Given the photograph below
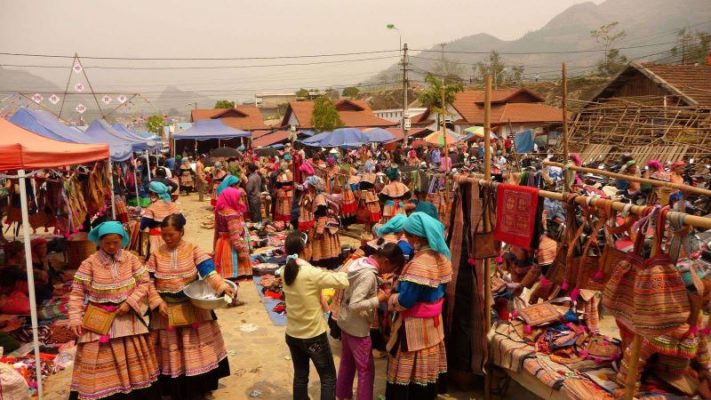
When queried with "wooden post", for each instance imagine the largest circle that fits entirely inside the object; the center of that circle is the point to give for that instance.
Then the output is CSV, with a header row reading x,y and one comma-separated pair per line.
x,y
487,225
564,107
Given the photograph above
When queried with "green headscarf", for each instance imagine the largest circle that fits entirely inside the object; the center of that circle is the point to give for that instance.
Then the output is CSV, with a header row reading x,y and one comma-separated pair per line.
x,y
109,228
161,190
424,226
229,180
427,208
394,225
392,173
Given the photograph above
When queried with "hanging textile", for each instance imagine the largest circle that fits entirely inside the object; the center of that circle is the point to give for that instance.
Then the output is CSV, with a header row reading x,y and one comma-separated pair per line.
x,y
516,214
467,347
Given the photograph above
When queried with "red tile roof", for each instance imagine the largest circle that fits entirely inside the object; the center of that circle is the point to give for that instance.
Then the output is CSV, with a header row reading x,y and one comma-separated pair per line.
x,y
353,113
515,105
414,132
270,138
240,117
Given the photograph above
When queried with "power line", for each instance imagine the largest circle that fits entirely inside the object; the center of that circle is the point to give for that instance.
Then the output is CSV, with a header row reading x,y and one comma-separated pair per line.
x,y
217,67
539,52
199,58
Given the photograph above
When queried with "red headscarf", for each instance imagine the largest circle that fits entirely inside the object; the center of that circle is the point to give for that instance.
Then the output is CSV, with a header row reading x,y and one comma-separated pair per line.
x,y
230,199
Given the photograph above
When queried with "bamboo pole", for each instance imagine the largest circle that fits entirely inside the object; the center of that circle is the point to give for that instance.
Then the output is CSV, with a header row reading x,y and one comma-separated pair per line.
x,y
653,182
564,107
691,220
487,224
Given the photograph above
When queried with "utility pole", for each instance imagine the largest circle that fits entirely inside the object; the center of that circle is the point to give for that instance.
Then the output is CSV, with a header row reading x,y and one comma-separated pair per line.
x,y
405,87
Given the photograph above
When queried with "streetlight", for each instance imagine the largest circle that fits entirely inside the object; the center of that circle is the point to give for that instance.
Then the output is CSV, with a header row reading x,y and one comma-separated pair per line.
x,y
393,27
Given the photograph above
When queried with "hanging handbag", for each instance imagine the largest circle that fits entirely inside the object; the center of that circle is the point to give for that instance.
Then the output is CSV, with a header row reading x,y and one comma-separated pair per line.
x,y
483,243
181,314
618,293
661,302
97,319
611,255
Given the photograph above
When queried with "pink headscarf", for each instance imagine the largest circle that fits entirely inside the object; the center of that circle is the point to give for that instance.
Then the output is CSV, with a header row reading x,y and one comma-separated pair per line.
x,y
307,169
230,199
655,165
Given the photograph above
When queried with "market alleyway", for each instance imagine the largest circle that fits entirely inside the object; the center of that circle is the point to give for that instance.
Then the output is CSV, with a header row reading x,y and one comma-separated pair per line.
x,y
259,358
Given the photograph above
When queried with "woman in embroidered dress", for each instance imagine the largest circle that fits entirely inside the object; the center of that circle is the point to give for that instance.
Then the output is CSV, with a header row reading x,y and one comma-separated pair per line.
x,y
367,196
187,183
306,209
325,242
418,360
161,207
218,174
192,358
231,250
122,363
284,191
393,195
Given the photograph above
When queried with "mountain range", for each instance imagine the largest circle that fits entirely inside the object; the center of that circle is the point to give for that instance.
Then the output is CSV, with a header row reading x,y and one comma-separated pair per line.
x,y
650,27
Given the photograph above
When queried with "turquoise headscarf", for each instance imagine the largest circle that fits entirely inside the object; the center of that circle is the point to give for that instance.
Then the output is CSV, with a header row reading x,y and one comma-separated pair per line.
x,y
427,208
229,180
424,226
161,190
109,228
394,225
392,173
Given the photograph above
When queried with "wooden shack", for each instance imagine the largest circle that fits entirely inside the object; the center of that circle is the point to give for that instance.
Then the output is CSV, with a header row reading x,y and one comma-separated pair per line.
x,y
653,111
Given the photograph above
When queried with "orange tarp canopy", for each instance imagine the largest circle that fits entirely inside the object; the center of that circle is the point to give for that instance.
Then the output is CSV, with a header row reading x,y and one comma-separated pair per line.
x,y
22,149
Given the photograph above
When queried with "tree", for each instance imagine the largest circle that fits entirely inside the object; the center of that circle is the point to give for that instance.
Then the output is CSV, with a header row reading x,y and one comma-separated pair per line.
x,y
325,116
692,47
351,91
431,96
501,74
155,124
224,104
607,35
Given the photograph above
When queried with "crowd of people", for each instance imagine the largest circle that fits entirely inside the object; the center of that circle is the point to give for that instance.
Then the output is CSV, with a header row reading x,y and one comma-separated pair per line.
x,y
390,291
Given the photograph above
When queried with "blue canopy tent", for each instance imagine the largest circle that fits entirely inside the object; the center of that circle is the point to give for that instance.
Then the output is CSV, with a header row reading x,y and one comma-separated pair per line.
x,y
101,132
211,129
152,142
337,137
45,124
378,135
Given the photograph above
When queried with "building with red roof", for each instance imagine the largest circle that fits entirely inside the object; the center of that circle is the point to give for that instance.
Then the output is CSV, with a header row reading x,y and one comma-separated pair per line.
x,y
245,117
353,113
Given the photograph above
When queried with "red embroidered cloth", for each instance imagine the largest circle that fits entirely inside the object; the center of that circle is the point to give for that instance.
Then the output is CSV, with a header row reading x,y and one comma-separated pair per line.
x,y
516,214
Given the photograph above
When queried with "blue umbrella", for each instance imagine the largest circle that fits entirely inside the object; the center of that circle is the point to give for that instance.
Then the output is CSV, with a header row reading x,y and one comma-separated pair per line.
x,y
378,135
336,138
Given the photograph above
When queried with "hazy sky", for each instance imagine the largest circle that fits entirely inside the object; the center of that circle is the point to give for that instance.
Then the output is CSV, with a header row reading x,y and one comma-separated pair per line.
x,y
235,28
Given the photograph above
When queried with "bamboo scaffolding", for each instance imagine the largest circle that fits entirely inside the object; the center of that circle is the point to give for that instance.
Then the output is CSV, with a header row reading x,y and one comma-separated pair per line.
x,y
654,182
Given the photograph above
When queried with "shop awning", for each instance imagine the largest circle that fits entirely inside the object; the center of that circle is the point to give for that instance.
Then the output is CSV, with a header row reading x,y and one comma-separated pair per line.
x,y
22,149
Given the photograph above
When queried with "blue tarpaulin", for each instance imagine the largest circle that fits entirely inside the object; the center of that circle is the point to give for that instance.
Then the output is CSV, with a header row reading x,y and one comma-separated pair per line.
x,y
337,137
211,129
150,142
101,128
524,141
45,124
379,135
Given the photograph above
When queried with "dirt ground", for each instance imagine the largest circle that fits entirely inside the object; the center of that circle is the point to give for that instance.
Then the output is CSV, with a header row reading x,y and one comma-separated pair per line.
x,y
259,359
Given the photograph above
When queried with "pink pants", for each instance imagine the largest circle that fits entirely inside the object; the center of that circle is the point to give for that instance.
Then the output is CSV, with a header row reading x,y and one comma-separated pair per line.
x,y
357,354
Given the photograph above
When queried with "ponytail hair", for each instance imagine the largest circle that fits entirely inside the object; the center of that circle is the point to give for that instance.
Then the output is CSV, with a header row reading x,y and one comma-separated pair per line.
x,y
294,244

#### [Task objective]
Without the pictures, write out every entry precisely as it appears.

#### [Correct answer]
Given the photograph below
When queried with "wooden post", for each instance imagine the largest circle that fits entirely inside the object; the center of that circle is the point to give for that instance.
Then the output is CSV, with a header row reading x,y and one comma-separated pair per line.
x,y
487,225
564,107
Given the photograph above
When queried with "green headscarf", for each instance imagine the largest circle that fits entirely inside the object; the center of that circle is the point to give for that instance.
Then the output is CSV, with a header row reading x,y and one comma-separated pair per line.
x,y
109,228
161,190
424,226
229,180
427,208
394,225
392,173
Given the photograph above
When queried with "hanging textile", for each instance imagine the largest circle that fits entirely inside the object; the center of that circle is the point to give for that instance.
Then the output is CSV, with a header row reading x,y and one comma-separated pair per line.
x,y
516,214
467,347
Given the photograph above
When queried with "red tile roof", for each instance imagine the largest circle that fits entirely inside the object; the center of that circle is the point to give for that instance.
Then the output is CSV, with a header row reading x,y and one comma-separated pair per line.
x,y
353,113
515,105
414,132
270,138
240,117
Given the photograph above
When queried with "power line", for each instance imagine the largest circle that fits entirely inside the object; the center of that circle is the point to give for that instance.
Then the output is CSV, with a header row reading x,y and one comma-separated pair per line.
x,y
217,67
539,52
199,58
Given the photograph above
When queried with "red headscarf", for each instance imagine the largest circle that fits entirely inside the object; the center of that circle is the point to give for that instance.
Then the output is CSV, with a header row reading x,y and one comma-separated pair per line.
x,y
230,199
Given the photograph above
When queried with "bamboo pole", for each instance imagine the largest circle that fits entirely inside the object; the center of that circle is the point to give for that instance.
Then the output is CSV, with a header row reading x,y and one comma-separated pair per line.
x,y
653,182
564,107
691,220
487,224
Given the photograph above
When queried with "utility pole", for each instance imagine the largest circle that fits entirely inside the object; the center of that circle is the point to give for that instance.
Then the output is CSV, with a header row reading x,y and one comma-separated pair per line.
x,y
405,87
Given the photograph above
When queried with "streetlight", for each instance imagine the largest circle that fits entirely inside the object; the center of that circle is the point to give for that instance.
Then the output is CSV, with a header row reading x,y and one comma-separated pair per line.
x,y
393,27
Given the photograph above
When queried with "hanging handbag", for each instance imagine the largest circle that fits entirely inside the object; the center of that circle is the point to give for that instance.
Then the output is CSV, with a header row reading x,y and one comma-separated pair per line.
x,y
483,243
181,314
618,293
661,302
97,319
611,255
Given the photograph above
When queried with "pink headscarf", for each instance imagine the largest circle that fits entirely inside the object; the center of that circle is the point to give for that instance.
Then the output is CSV, with a header row reading x,y and one comma-separated pair per line.
x,y
307,169
230,199
655,165
Given the photograph above
When queried with "market alleyway", for each instance imagine the largest circle that fits entirely inside the object; the center of that circle is the point to give for that instance.
Then the output is CSV, with a header row reading x,y and one comma-separated pair per line.
x,y
259,358
Given the photograph above
When queried with "woman in embroidered dress", for each instance imagine the largest circle that fits entirely inside the object; the center of that circle is the point to give for that instance.
Then the output is CSV, with a header row reading x,y and one comma-separated pair per line.
x,y
367,196
187,183
306,209
325,242
418,360
161,207
218,174
192,358
231,250
122,363
284,191
393,195
Given the photograph above
When queried with "mountain range", for each instance imagine the largest circle that fits entirely inside the object; the center of that circle is the point to give for that instance.
Then the output is CSV, with a header row reading x,y and one comma-separated pair per line.
x,y
650,27
Given the photograph above
When queried with "turquoise headscarf", for each instance imagine the largest circle that fits entirely inside the object; the center of that circle is the point to give for that instance.
Then the output is CSV, with a header row reading x,y and one comma-separated pair per line.
x,y
427,208
229,180
424,226
161,190
109,228
394,225
392,173
Given the photograph above
When queried with "wooden shack", for each instance imagine the largest circle that fits entirely inside the object; the center of that circle is the point to give for that instance.
Then the output is CSV, with a header row reading x,y and one comma-separated pair per line.
x,y
653,111
Given the photograph above
When queried with "orange tarp canopy", for each instance imagine the largest circle that fits entirely inside the object; the center of that circle is the point to give for that instance.
Then the output is CSV, with a header row reading x,y and one comma-separated pair per line.
x,y
22,149
Given the photograph above
When queried with "tree", for each instance imagine the largest circle that fits entirely inside the object; the center of that circle is the point to give for that instance.
Then the output is CSV, with a header row reading x,y and one comma-separated pair per line.
x,y
325,116
692,47
351,91
431,96
501,74
155,124
224,104
607,35
Given the photograph above
When queried with "crowd of people", for each instance imagine the largest circle that fits entirely inside the object; the center of that circle is the point to give for that instance.
Then the output is CSV, with a header row reading x,y and one comma-separated pair per line.
x,y
390,291
Given the photograph above
When queried with "blue canopy tent", for each instance imagine the largest circle that fits entirely inside the object; the center of that circle is the point to give for that instance.
Then the output is CSV, with a header row reading x,y and one comma-separated pair per line.
x,y
101,132
211,129
152,142
337,137
45,124
378,135
Given the photograph above
When queried with "building with red roof", for each instance imagine the largest circle that fits entirely inside the object; the center of that circle is the point to give for that instance.
Then the output is CSV, with a header row reading x,y and one comma-separated pair per line.
x,y
245,117
353,113
Given the photograph above
When queried with "red embroidered cloth", for each instance imagine the largest circle that fits entirely inside the object; the center of that circle is the point to give for that instance.
Then the output is CSV, with a header row reading x,y and one comma-separated pair per line.
x,y
516,214
Given the photograph above
When queried with "blue umbrella", for each instance imagine the largest circle that fits entirely inside the object; the center of that circle is the point to give for that instance.
Then the output is CSV, with a header row reading x,y and one comma-separated pair per line.
x,y
378,135
336,138
Given the photograph above
When queried with "hazy sky", for each instance imagine the largest circle that fits entirely inside the object; the center of that circle is the point to give for that instance.
Then the output is CSV, with a header row reading x,y and one comma-separated pair per line.
x,y
235,28
Given the photograph above
When queried with "bamboo scaffolding", for each instance imagine the largest circle that fits entirely inside the object; the center of that circle is the point to give for that instance.
Then the output is CSV, with a header row reading x,y and one comma-separated pair per line.
x,y
654,182
Given the photograph above
When queried with "shop awning", for each instance imagine the largest circle that fits entirely inside the object; the center of that circle is the point to give for that instance.
Then the output is CSV, with a header row reading x,y and one comma-separated pair per line.
x,y
22,149
Given the photograph above
When queried with "blue tarpaulin", for each instance imagine the largest circle that fits entirely inside the object; the center of that circle is the point to give for that instance.
Then the output is CSV, with a header row reading x,y and one comma-separated pair per line.
x,y
337,137
211,129
150,142
101,128
524,141
45,124
379,135
Given the photograph above
When queried with "dirt ground", for each instance imagine the largest circle that fits entirely inside the object; the center of that circle is the point to give for that instance.
Then the output is CSV, with a header row reading x,y and one comma-separated pair per line.
x,y
259,359
Given the photograph above
When queried with "pink pants", for each instance imagine the largest circle that fits entirely inside the object; the center of that circle is the point to give for that instance.
Then the output is CSV, with a header row reading x,y and one comma-separated pair per line.
x,y
357,354
Given the photograph above
When queried with "ponytail hair", for each instance imagine the largest circle that fits entirely inside the object; the center of that circle is the point to give for that instance.
Then the output is CSV, with a header row reading x,y and one comma-separated pair per line.
x,y
294,244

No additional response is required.